Can you transcribe the passage on Donald Judd and Marfa from "In 1979 he purchased" to "64 in 1995.", word for word?

DOCUMENT EXCERPT:

== Segment start ==

Three-dimensional artwork became his focus, and he worked from his home and studio at a five-story building he purchased at 101 Spring Street in Manhattan. Judd began buying studios, residences and ranches in Marfa in 1973. He eventually dropped out of the New York art scene as he turned his focus to his holdings in West Texas. Here he began creating and installing permanent works of art, with an embrace of open space as his canvas and industrial materials as his preferred artistic medium.

In 1979 he purchased a 400-acre former army base and its 32 abandoned buildings on the outskirts of Marfa. It would soon become the home base for the Chinati Foundation, which he established in 1986 for the purpose of permanently displaying his site-specific works and those of an international array of artists. The foundation is named for the Chinati Mountains southwest of Marfa. A passionate if often cantankerous advocate for the arts, Judd was also a visionary. His dreams of displaying art in a space-appropriate setting, where it could be appreciated for its own sake, have been realized in Marfa. He died at age 64 in 1995.

Untitled box-like art, sometimes called Judd cubes, by Minimalist artist Donald Judd, though he dete
Artist Donald Judd detested the minimalist description often ascribed to his box-like sculptures © Buyenlarge / Getty Images

Permanent Collection

The centerpiece of the Judd collection is 100 untitled works in mill aluminum. For this creation, Judd adapted two artillery sheds, replacing garage doors with squared and quartered windows and adding a vaulted roof, which doubled the height of the building. The sculptures are spread across both sheds and arranged in rows of three. And though all of the sculptures have the same dimensions, each one has a unique interior shape. Natural light fills the sheds through the prominent windows, which also frame the vast desert grasslands that unfurl toward the horizon.

== Segment end ==

GIVEN ENTRIES:
== Segment start ==

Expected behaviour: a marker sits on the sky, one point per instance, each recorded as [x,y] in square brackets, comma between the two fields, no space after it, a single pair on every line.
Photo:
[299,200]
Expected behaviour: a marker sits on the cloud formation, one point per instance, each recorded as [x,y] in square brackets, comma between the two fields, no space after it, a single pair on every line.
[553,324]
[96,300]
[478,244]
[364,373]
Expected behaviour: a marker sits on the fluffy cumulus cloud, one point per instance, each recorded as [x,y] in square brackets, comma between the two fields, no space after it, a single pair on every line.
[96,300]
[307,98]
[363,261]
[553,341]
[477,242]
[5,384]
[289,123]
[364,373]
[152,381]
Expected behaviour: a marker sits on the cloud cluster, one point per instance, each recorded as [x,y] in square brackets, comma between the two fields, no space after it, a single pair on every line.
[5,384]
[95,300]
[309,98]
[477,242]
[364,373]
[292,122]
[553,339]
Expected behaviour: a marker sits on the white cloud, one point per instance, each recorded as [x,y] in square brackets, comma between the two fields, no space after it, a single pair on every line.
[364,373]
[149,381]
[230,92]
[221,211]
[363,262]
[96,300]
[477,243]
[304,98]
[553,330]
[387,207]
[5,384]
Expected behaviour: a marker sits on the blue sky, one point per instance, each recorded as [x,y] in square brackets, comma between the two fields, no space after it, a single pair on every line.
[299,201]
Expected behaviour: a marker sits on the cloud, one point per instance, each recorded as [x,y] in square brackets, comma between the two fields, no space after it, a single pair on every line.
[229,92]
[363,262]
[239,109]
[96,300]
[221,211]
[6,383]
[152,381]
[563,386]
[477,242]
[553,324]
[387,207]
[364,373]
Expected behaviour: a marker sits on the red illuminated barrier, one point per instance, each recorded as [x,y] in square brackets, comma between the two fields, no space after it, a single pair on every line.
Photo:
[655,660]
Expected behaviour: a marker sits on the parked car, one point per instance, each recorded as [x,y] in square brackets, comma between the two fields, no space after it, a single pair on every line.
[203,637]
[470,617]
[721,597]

== Segment end ==

SOLUTION FOR THIS TASK:
In 1979 he purchased a 400-acre former army base and its 32 abandoned buildings on the outskirts of Marfa. It would soon become the home base for the Chinati Foundation, which he established in 1986 for the purpose of permanently displaying his site-specific works and those of an international array of artists. The foundation is named for the Chinati Mountains southwest of Marfa. A passionate if often cantankerous advocate for the arts, Judd was also a visionary. His dreams of displaying art in a space-appropriate setting, where it could be appreciated for its own sake, have been realized in Marfa. He died at age 64 in 1995.